**Selected excerpt:**
Next we’re going to start setting up the structure for the table that we’ll be using to track how many connections are coming from each IP.  The easiest way to do this will be to set up a subtable for each IP.  To ensure these aren’t interfering with other records in the session table as well as to help with ease of searching, we’ll set up a custom subtable name. In this example we’re just concatenating a static string and the IP of the inbound request.  For example, a request from 10.10.10.1 would result in a table named “connlimit:10.10.10.1”. Once we have this subtable, we’ll be able to much more easily track the number of requests from this “user”.

set key "[TCP::client_port]"

The “key” variable we’re setting up so, ideally, we’ll be able to identify individual rows in the table for each IP address as new connections are opened from that IP. We’re setting this to be the local port of the client that’s connecting.  Also because, well, we need some kind of a key for the table set command that comes next.

table set -subtable $tbl $key "ignored" 180

As promised, the table set command.  This is what crafts then inserts the rows in the subtable that are going to be used to count the number of concurrent requests we’re currently handling.  Each time a connection is opened with the LTM via the VIP this iRule is applied to this command is fired, which adds a row to the appropriate subtable for the IP address of the connecting client, creating the subtable if necessary.  We’re using the variables set above, $tbl and $key, as well as a static “ignored” value, since the value of the entries in these subtables isn’t particularly important.  Also of note is the timeout of 180 seconds, which ensures that if no changes/lookups are performed on these entries within 180 seconds, they’ll expire and be removed.  That becomes important in a few lines.

if { [table keys -subtable $tbl -count] > 1000 } {

So here it is, the comparison that you’ve been waiting for. This is how we keep the connections limited to a given number, 1000 in this case.  Note that this happens after the table set.  We need to ensure that we’re getting an accurate connection count, so we must wait until after the set occurs to count the number of rows and compare against whatever our limit is going to be.  The table keys count command makes this comparison extremely easy, since it returns exactly what we’re looking for, a count of how many rows are in a given table (or subtable, in this case).  Since we’ve been adding a row to the subtable for the inbound IP address each time a connection is opened, this command will give us a number of how many connections are currently open to this VIP. The code inside this if statement is executed whenever a connection from an IP address that already has 1000 concurrent connections open is received.

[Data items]
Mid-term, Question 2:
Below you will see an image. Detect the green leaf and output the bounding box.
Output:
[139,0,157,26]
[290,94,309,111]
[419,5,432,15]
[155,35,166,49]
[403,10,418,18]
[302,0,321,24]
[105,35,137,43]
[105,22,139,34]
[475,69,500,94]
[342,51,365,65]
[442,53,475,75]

**Problems and tasks:**
a - In the iRule walkthrough, how long is the timeout set on the subtable entries, and what happens when it lapses?
b - Edit the iRule walkthrough passage that opens with the words containing "As promised, the" and closes with "a few lines.", swapping "LTM" for "load balancer".
c - Pick up the iRule walkthrough where it stops and continue it.

**Task answers:**
a - The timeout is 180 seconds. If no changes or lookups are performed on the entries within that time, they expire and are removed.

b -
As promised, the table set command.  This is what crafts then inserts the rows in the subtable that are going to be used to count the number of concurrent requests we’re currently handling.  Each time a connection is opened with the load balancer via the VIP this iRule is applied to this command is fired, which adds a row to the appropriate subtable for the IP address of the connecting client, creating the subtable if necessary.  We’re using the variables set above, $tbl and $key, as well as a static “ignored” value, since the value of the entries in these subtables isn’t particularly important.  Also of note is the timeout of 180 seconds, which ensures that if no changes/lookups are performed on these entries within 180 seconds, they’ll expire and be removed.  That becomes important in a few lines.

c -
table delete -subtable $tbl $key

The first thing we’re going to do if we see a request past the limit for a given IP is delete the subtable entry we just created.  Yes, I know this seems a little counter intuitive. Yes, I know you probably want to perform the check first and then only add the subtable entry if we’re not already over the limit for the IP in question, but take my word on this, you want to insert, check, then delete if necessary.  This is due to some very hairy, under the covers memory management stuff with sharing table info between TMMs and the like.  I won’t go into all the nitty gritty here but like I said, it’s important, which is why we’re doing it this way.  The table delete command is pretty straight forward, it takes the subtable name and the key of the row you’d like to delete as arguments.  Fortunately for us, we already have those stored in variables, so we just apply those variables here.

event CLIENT_CLOSED disable

Next, we’re going to disable the CLIENT_CLOSED event.  This is because the CLIENT_CLOSED event is only necessary in this iRule if a request was successfully received and a row was added to a subtable.  Since we just deleted the row we originally added, we can do without that chunk of code. Disabling ensures we’re not wasting time executing the unnecessary code. Efficiency is good, go with it.

 reject

The last and smallest line of code fired when the if statement returns true packs the most punch. We reject the connection outright.  There’s a connection limit we’re here to enforce, this IP is at that limit, so we’re not taking on any new ones.  Toss it and move on.  Since we’ve already disabled the CLIENT_CLOSED event, this is where the iRule processing in this case ends, effectively.  The rest of the code is only executed if we haven’t already hit the limit for the incoming IP.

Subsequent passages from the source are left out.